-- BEGIN --

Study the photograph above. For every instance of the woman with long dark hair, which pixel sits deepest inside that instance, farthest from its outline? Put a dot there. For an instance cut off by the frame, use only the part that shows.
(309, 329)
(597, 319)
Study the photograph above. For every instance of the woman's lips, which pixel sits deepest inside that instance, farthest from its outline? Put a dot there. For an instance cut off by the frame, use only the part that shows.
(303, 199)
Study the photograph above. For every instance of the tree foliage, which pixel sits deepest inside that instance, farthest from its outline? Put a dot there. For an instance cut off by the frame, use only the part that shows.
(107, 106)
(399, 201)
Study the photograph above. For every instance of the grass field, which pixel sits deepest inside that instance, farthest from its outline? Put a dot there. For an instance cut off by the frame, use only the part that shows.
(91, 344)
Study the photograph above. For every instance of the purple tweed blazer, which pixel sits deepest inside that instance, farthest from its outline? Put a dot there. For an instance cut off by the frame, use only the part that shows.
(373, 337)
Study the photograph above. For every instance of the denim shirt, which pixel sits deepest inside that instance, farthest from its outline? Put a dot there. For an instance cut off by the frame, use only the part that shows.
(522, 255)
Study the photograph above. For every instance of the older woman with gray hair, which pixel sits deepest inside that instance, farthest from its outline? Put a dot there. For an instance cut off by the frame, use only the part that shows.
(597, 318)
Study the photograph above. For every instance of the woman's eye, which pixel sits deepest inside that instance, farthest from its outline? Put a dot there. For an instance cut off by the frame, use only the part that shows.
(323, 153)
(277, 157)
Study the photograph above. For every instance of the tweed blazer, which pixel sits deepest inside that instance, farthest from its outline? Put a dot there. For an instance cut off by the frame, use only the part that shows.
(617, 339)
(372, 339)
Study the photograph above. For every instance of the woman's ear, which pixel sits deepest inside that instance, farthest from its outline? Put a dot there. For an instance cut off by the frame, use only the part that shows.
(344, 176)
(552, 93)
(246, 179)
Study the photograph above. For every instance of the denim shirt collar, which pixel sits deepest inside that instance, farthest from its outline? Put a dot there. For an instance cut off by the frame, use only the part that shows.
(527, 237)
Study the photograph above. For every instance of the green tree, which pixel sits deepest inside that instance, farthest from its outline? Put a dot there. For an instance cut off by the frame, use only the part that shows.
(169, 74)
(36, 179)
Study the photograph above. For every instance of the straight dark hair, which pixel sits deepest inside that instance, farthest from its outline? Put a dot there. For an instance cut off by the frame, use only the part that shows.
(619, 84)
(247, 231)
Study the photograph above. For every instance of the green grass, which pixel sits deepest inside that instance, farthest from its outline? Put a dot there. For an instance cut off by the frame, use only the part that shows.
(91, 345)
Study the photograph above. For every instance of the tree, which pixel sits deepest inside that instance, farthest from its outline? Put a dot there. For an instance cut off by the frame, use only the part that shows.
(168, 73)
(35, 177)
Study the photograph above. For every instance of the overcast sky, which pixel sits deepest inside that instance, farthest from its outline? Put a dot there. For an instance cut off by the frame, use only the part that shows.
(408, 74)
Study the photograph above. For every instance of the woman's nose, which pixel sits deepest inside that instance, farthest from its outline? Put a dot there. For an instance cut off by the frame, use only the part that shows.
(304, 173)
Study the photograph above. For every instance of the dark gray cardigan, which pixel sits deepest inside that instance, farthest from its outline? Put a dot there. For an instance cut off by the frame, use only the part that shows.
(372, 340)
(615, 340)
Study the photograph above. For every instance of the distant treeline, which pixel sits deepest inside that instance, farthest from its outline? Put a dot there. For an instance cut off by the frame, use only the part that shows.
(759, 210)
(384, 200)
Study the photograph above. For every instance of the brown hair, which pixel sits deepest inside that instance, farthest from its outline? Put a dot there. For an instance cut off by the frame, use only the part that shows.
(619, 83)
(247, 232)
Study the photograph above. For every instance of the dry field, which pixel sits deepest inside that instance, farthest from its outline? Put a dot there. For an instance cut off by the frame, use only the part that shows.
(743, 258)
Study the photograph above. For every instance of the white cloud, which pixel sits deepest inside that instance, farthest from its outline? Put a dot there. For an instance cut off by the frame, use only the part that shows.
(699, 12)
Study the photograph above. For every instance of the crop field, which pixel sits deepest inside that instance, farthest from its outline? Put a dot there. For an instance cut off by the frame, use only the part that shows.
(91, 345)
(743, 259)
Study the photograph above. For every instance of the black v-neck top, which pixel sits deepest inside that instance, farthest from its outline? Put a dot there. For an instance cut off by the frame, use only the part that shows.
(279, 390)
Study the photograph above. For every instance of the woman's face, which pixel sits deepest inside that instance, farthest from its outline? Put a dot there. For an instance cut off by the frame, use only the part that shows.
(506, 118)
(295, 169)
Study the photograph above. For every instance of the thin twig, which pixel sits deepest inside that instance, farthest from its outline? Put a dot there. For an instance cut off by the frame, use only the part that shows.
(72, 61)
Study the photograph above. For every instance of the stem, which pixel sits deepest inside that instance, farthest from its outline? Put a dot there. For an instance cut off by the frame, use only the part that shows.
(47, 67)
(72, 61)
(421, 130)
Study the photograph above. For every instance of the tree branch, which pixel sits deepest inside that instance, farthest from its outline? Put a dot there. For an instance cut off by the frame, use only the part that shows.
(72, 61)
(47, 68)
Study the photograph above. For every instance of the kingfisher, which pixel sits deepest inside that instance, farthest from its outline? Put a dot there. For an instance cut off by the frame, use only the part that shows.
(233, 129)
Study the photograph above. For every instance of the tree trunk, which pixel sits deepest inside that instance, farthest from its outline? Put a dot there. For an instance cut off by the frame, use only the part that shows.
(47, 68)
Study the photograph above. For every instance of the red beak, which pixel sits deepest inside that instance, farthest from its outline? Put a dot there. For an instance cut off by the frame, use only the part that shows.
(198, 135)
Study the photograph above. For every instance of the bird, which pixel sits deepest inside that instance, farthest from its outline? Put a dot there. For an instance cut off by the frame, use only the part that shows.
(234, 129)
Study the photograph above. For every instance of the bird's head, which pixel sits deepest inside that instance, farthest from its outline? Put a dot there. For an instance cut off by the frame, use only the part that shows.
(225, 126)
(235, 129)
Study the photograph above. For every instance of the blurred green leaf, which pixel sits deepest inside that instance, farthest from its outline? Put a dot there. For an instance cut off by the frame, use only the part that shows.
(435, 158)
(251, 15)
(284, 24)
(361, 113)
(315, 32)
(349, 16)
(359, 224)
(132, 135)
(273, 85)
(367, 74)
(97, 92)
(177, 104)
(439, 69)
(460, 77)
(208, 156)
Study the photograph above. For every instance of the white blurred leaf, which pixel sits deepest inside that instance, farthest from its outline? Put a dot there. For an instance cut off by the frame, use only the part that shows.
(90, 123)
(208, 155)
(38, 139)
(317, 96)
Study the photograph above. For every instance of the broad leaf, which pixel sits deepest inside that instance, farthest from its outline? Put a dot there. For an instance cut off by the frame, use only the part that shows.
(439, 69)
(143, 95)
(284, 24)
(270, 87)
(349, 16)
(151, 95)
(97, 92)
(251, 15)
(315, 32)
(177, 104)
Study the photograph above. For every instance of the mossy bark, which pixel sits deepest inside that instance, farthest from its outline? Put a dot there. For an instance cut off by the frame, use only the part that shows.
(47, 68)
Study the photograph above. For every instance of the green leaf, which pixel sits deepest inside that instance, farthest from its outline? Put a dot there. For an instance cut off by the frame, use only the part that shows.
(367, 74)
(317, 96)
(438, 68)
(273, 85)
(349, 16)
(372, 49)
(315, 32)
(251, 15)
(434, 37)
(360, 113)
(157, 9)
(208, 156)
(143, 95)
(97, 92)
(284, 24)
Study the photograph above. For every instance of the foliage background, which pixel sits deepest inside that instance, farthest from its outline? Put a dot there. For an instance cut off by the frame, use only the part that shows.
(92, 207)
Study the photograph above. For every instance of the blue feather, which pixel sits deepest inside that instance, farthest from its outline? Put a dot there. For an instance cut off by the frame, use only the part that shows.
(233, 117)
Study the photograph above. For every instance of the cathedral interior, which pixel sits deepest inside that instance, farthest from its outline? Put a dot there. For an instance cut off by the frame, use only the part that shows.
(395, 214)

-- END --

Write the lines out verbatim, from the one with "the green leaf, which" through the last line of the entries, and stop there.

Study the photograph above. For every instance of the green leaf, which pixel sits deepest inside that instance, farthest from its outline? Put a dot there. For an instance cut off by the frame, use only the part that shows.
(367, 74)
(317, 96)
(438, 68)
(273, 85)
(349, 16)
(372, 49)
(315, 32)
(251, 15)
(434, 37)
(360, 113)
(157, 9)
(208, 156)
(143, 95)
(97, 92)
(284, 24)
Study the photograph above. For every instance of the foliage background, which pixel sits deepest inside that instance, farthest from its outline? Put a dot there. For an instance cut off by the frame, use only the part that shows.
(92, 207)
Study the photograph above. For every instance of the blue feather, which pixel sits deepest inside that instance, farthest from its outline? Put a dot there. For an instance cut off by the frame, use only the part that shows.
(233, 117)
Study the photograph above. For every instance of the cathedral interior, which pixel sits deepest inside that instance, farthest from its outline? Put a dot there. For an instance cut off by the frame, use only the part that shows.
(395, 214)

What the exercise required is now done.